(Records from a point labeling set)
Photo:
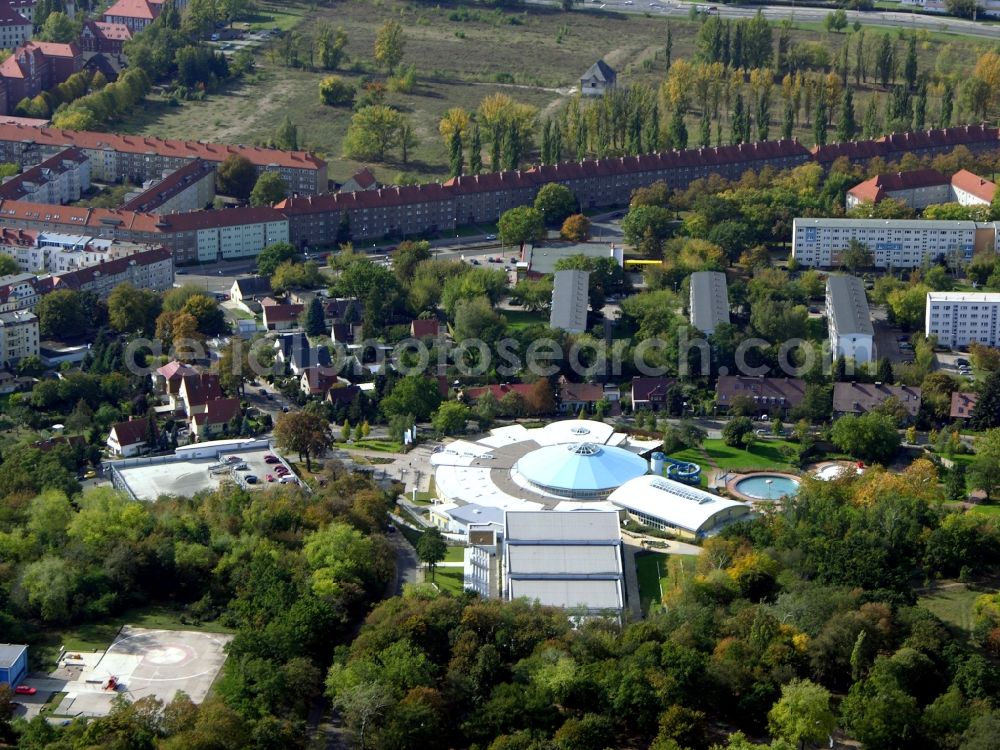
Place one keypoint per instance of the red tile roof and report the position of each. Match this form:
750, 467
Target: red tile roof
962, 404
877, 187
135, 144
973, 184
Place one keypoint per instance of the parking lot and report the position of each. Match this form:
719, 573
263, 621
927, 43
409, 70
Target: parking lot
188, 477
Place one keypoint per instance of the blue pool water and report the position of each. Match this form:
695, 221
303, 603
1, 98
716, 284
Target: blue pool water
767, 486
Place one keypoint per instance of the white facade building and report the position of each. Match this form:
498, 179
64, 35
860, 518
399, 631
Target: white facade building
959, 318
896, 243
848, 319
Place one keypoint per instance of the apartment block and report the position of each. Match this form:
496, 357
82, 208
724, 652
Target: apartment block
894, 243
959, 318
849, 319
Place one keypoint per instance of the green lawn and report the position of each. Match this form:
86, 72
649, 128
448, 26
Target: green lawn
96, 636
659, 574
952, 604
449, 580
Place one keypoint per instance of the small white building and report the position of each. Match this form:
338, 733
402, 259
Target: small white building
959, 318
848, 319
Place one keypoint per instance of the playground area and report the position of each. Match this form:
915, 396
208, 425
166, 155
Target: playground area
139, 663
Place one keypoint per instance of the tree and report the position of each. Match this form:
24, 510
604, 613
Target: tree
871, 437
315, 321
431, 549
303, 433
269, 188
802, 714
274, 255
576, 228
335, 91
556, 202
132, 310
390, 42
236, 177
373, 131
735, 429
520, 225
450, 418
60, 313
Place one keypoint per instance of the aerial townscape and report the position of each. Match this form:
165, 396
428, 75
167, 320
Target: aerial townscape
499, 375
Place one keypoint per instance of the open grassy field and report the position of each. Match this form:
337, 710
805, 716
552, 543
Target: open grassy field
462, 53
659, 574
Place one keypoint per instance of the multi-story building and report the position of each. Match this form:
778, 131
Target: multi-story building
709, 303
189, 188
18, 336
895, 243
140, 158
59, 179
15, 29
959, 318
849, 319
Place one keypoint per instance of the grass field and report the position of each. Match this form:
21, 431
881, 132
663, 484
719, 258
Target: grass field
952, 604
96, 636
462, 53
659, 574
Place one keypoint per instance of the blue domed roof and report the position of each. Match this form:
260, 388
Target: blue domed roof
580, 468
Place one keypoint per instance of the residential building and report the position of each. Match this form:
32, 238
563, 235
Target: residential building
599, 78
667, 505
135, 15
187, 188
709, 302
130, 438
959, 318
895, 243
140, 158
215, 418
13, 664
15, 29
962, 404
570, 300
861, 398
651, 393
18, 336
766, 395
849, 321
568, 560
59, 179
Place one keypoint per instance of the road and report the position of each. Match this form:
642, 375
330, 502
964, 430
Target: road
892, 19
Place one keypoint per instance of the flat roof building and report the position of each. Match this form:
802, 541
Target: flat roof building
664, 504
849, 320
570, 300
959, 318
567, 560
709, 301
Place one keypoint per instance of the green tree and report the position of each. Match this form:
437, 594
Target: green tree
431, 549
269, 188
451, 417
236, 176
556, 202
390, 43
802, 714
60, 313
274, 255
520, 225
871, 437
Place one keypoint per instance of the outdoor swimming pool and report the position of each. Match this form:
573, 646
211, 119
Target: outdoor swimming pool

What this task involves
Rewrite the listing from the line with "Place one keypoint per instance of the green tree" through its end, changing "outdoor" to "open-air" and leaving everything else as it is.

Task result
Place one keypoint per instance of the green tree and report the position of each. Match this form:
437, 594
Target: green tree
431, 549
269, 188
451, 417
236, 176
556, 202
390, 43
802, 714
60, 313
274, 255
520, 225
871, 437
Place one keypoint per instance of the open-air swimming pool and report the position of each. Match this form:
573, 646
211, 119
Target: open-air swimming pool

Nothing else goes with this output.